Work instruction:
The line containing "Query: finch's red" marks where to begin; quote it and every line after it through the end of the data, exactly as written.

[Opening Supplied material section]

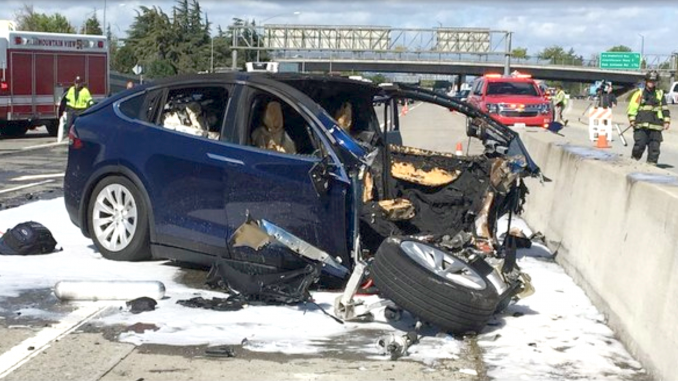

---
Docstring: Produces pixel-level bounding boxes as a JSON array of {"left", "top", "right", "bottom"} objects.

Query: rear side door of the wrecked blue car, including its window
[{"left": 121, "top": 83, "right": 238, "bottom": 264}]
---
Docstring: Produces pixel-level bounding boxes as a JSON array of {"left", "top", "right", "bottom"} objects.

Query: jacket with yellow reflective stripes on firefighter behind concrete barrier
[{"left": 627, "top": 89, "right": 671, "bottom": 131}]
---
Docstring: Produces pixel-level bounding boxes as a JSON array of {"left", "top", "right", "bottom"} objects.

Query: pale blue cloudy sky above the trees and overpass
[{"left": 0, "top": 0, "right": 678, "bottom": 59}]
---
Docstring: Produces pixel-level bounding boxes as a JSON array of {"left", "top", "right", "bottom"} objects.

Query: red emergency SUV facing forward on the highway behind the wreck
[{"left": 468, "top": 74, "right": 553, "bottom": 127}]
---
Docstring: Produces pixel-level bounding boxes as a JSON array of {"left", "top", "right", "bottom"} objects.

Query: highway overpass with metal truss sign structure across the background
[{"left": 229, "top": 24, "right": 676, "bottom": 86}]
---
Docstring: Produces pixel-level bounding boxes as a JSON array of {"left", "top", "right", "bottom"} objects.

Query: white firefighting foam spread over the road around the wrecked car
[{"left": 0, "top": 198, "right": 648, "bottom": 381}]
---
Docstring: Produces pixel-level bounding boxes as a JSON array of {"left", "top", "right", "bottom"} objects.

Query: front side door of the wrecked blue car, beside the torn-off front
[{"left": 226, "top": 86, "right": 350, "bottom": 260}]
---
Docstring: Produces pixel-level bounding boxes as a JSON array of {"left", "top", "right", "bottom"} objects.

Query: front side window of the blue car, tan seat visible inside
[{"left": 245, "top": 92, "right": 321, "bottom": 155}]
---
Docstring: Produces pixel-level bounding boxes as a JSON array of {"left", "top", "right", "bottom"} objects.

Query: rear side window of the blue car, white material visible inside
[{"left": 157, "top": 86, "right": 228, "bottom": 140}]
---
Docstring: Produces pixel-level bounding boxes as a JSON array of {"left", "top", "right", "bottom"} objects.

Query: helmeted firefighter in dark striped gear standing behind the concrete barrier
[{"left": 627, "top": 70, "right": 671, "bottom": 165}]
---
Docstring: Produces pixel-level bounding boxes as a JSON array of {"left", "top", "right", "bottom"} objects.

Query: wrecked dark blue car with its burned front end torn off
[{"left": 64, "top": 73, "right": 539, "bottom": 333}]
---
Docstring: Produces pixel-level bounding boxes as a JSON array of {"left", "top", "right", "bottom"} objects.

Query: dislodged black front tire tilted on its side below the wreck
[{"left": 371, "top": 238, "right": 499, "bottom": 334}]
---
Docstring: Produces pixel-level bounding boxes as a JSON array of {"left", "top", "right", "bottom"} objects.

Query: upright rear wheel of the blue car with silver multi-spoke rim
[{"left": 87, "top": 176, "right": 151, "bottom": 261}]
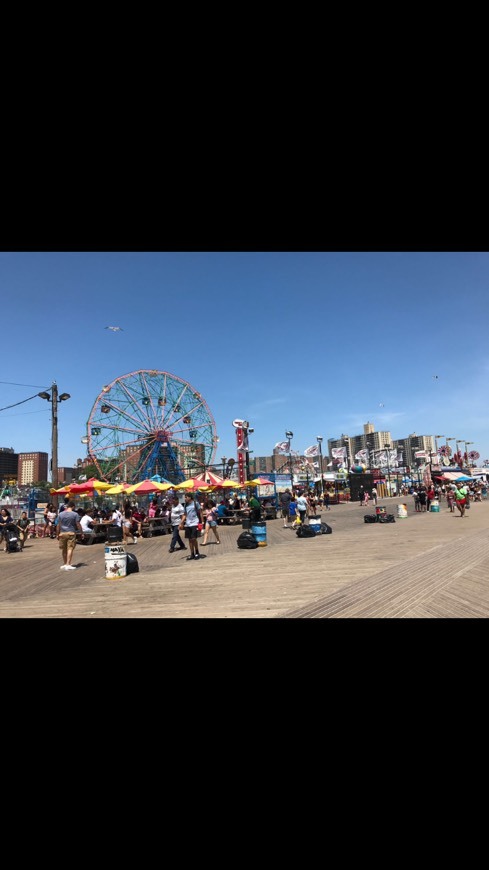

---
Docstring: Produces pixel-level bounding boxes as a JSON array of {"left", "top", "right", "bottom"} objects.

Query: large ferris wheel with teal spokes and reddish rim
[{"left": 86, "top": 369, "right": 219, "bottom": 483}]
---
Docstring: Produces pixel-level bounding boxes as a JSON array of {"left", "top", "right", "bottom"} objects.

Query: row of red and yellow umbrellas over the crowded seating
[{"left": 50, "top": 472, "right": 270, "bottom": 495}]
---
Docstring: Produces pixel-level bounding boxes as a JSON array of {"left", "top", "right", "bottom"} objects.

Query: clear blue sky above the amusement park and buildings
[{"left": 0, "top": 252, "right": 489, "bottom": 466}]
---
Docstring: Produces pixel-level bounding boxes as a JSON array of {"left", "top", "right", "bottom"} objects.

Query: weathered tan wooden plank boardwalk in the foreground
[{"left": 0, "top": 498, "right": 489, "bottom": 619}]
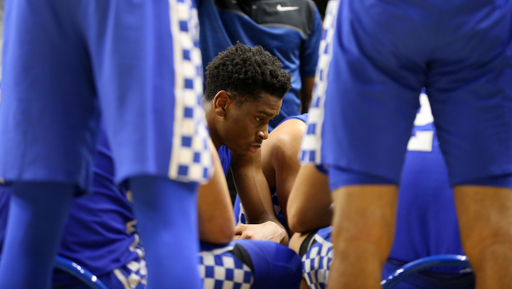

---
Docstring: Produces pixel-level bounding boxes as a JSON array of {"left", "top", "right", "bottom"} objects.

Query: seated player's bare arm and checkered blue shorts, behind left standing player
[{"left": 198, "top": 140, "right": 302, "bottom": 289}]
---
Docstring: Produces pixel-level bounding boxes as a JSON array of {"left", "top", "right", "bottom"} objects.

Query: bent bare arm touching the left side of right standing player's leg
[{"left": 288, "top": 164, "right": 332, "bottom": 233}]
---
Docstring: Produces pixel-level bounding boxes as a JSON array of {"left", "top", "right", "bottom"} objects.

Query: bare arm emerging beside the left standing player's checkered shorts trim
[{"left": 198, "top": 143, "right": 235, "bottom": 244}]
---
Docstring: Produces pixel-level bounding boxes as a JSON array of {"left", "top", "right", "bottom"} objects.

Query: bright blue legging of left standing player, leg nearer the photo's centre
[{"left": 129, "top": 176, "right": 201, "bottom": 289}]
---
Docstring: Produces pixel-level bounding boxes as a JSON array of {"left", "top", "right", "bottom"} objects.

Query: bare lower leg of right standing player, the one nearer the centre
[{"left": 328, "top": 185, "right": 398, "bottom": 288}]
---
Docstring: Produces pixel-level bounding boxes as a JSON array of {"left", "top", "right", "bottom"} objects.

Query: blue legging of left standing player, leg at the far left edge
[{"left": 0, "top": 182, "right": 74, "bottom": 289}]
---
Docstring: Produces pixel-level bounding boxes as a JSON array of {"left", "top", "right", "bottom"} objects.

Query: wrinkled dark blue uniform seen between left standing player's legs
[{"left": 0, "top": 129, "right": 147, "bottom": 289}]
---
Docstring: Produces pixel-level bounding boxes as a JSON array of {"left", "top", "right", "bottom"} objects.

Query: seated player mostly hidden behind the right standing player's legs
[{"left": 288, "top": 95, "right": 474, "bottom": 289}]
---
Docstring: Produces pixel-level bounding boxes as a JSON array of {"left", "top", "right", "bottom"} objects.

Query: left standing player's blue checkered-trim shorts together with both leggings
[{"left": 0, "top": 0, "right": 213, "bottom": 289}]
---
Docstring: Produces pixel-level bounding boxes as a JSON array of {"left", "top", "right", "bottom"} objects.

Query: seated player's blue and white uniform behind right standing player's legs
[{"left": 302, "top": 95, "right": 474, "bottom": 289}]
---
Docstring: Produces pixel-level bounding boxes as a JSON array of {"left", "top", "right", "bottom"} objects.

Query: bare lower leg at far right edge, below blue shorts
[{"left": 453, "top": 186, "right": 512, "bottom": 289}]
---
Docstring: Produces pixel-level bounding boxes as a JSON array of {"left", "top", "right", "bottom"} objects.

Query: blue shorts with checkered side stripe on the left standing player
[{"left": 0, "top": 0, "right": 212, "bottom": 191}]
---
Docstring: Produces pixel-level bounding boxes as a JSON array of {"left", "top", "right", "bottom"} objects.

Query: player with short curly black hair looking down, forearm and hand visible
[{"left": 204, "top": 43, "right": 290, "bottom": 245}]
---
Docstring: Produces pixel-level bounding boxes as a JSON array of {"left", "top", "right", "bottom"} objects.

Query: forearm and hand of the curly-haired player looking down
[{"left": 231, "top": 150, "right": 288, "bottom": 244}]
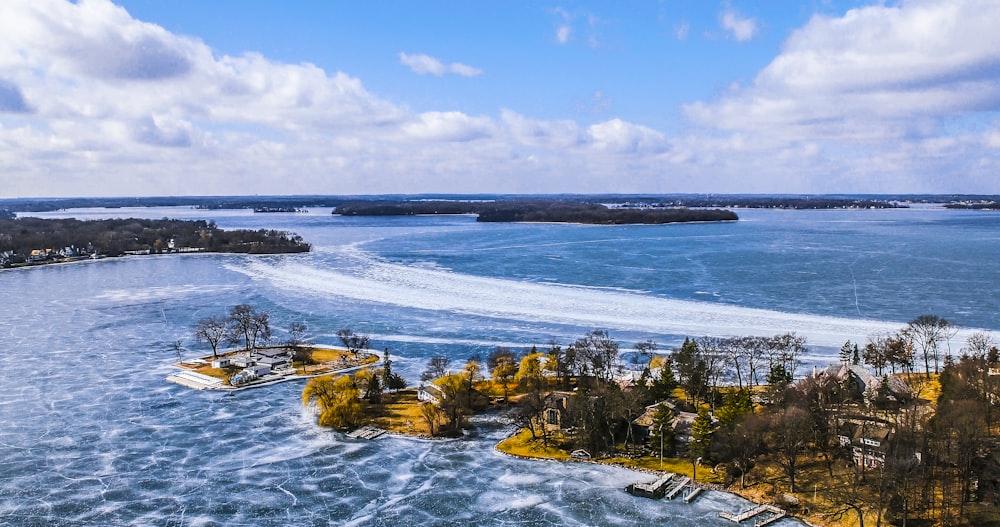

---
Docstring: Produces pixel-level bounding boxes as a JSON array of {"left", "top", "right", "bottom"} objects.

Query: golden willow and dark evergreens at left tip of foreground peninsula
[{"left": 302, "top": 349, "right": 406, "bottom": 430}]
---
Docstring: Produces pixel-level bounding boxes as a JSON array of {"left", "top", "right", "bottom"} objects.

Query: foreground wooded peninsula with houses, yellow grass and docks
[{"left": 303, "top": 330, "right": 1000, "bottom": 526}]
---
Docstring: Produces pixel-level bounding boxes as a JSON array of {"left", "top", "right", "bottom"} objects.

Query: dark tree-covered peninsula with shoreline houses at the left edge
[{"left": 0, "top": 217, "right": 310, "bottom": 262}]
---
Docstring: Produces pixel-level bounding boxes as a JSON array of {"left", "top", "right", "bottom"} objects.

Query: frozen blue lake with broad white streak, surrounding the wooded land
[{"left": 0, "top": 208, "right": 1000, "bottom": 526}]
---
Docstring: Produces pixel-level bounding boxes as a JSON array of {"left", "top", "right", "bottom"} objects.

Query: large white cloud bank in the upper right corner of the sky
[{"left": 685, "top": 0, "right": 1000, "bottom": 137}]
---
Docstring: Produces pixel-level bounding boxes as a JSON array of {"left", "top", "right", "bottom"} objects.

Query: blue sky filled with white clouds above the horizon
[{"left": 0, "top": 0, "right": 1000, "bottom": 197}]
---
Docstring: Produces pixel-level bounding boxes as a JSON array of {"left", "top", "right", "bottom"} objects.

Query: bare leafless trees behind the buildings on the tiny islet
[{"left": 194, "top": 304, "right": 274, "bottom": 357}]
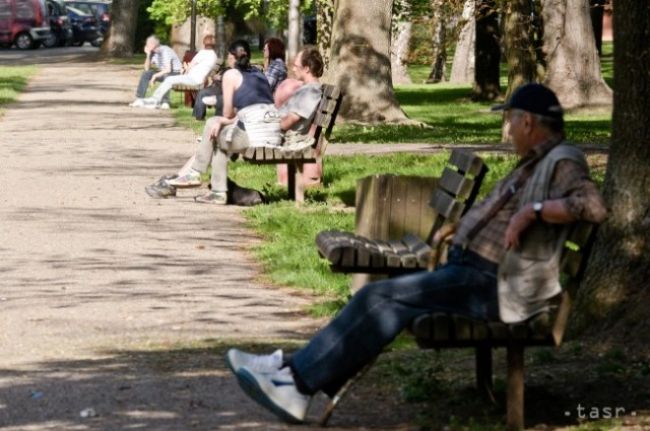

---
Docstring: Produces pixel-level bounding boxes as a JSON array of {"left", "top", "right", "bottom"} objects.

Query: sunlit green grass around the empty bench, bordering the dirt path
[{"left": 223, "top": 152, "right": 515, "bottom": 315}]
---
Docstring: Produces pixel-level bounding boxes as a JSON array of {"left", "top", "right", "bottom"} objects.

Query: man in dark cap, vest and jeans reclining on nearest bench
[{"left": 226, "top": 84, "right": 606, "bottom": 423}]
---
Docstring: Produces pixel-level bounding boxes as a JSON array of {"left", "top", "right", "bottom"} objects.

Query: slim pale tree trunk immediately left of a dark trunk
[{"left": 449, "top": 0, "right": 476, "bottom": 84}]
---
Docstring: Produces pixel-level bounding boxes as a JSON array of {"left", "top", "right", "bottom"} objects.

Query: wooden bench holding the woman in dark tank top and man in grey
[{"left": 242, "top": 84, "right": 343, "bottom": 202}]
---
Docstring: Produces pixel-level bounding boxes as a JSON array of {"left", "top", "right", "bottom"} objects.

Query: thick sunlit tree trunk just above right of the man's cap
[{"left": 542, "top": 0, "right": 620, "bottom": 108}]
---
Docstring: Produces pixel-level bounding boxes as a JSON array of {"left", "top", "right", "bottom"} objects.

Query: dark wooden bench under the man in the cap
[{"left": 411, "top": 223, "right": 594, "bottom": 430}]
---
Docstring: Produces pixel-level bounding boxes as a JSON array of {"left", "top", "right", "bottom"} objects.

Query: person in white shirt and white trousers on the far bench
[{"left": 144, "top": 34, "right": 217, "bottom": 108}]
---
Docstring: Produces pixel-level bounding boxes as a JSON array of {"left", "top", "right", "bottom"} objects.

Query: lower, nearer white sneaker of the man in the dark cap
[{"left": 236, "top": 367, "right": 311, "bottom": 423}]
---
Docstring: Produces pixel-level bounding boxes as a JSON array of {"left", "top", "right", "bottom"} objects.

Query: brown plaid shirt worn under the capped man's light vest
[{"left": 452, "top": 141, "right": 604, "bottom": 263}]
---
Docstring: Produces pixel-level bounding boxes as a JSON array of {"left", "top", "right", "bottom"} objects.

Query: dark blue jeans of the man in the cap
[{"left": 289, "top": 250, "right": 498, "bottom": 396}]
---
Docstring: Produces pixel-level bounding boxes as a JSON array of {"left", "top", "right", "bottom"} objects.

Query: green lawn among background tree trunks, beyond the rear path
[{"left": 332, "top": 42, "right": 613, "bottom": 144}]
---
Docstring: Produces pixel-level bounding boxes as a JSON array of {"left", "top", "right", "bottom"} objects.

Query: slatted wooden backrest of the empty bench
[{"left": 427, "top": 150, "right": 488, "bottom": 242}]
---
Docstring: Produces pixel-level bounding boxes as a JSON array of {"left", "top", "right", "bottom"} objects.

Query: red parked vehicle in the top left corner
[{"left": 0, "top": 0, "right": 51, "bottom": 49}]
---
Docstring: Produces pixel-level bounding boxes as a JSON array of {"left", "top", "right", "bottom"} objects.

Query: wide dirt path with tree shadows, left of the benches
[{"left": 0, "top": 55, "right": 420, "bottom": 430}]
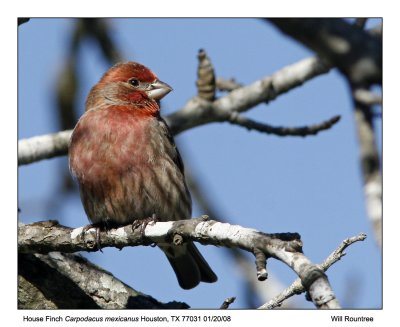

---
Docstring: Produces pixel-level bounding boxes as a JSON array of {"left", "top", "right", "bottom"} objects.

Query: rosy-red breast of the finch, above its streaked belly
[{"left": 70, "top": 107, "right": 157, "bottom": 182}]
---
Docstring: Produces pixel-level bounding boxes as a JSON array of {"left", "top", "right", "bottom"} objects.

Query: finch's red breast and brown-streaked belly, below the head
[{"left": 69, "top": 109, "right": 191, "bottom": 224}]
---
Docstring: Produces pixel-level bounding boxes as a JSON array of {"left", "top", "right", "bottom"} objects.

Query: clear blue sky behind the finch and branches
[{"left": 18, "top": 19, "right": 382, "bottom": 308}]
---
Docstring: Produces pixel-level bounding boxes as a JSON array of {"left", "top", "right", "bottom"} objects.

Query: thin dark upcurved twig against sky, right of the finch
[{"left": 229, "top": 113, "right": 340, "bottom": 137}]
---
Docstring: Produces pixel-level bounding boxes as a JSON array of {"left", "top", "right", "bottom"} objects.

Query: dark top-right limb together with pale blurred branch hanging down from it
[{"left": 270, "top": 18, "right": 382, "bottom": 245}]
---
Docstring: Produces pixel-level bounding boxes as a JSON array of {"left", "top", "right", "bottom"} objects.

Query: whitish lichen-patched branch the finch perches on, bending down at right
[{"left": 18, "top": 216, "right": 339, "bottom": 308}]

[Closing Supplied material section]

Written response:
Query: finch's red breast and brown-streaked belly, below the head
[{"left": 69, "top": 109, "right": 191, "bottom": 224}]
---
Docstring: Produces pixel-level bounding boxes as a JSON array of {"left", "top", "right", "bottom"} objects.

Query: clear blue sky behind the finch and branches
[{"left": 18, "top": 19, "right": 382, "bottom": 308}]
---
Docstring: Produces pixel-level bounding boxes as a JSON array of {"left", "top", "right", "bottom"} objects.

Query: thin dark upcurved twig against sky, right of the finch
[{"left": 229, "top": 113, "right": 340, "bottom": 137}]
---
Docstring: Produces pixel-level bounding boxes as a JSON array of {"left", "top", "right", "bottom"} objects.

Query: dark top-right limb together with pale blurred branch hanging down from it
[{"left": 270, "top": 18, "right": 382, "bottom": 245}]
---
Docstring: Produces pixel-level bounding boxes as a JSON array of {"left", "top", "right", "bottom"} objects.

Query: whitish lichen-patched branch the finch perches on, bending down at right
[{"left": 18, "top": 216, "right": 339, "bottom": 308}]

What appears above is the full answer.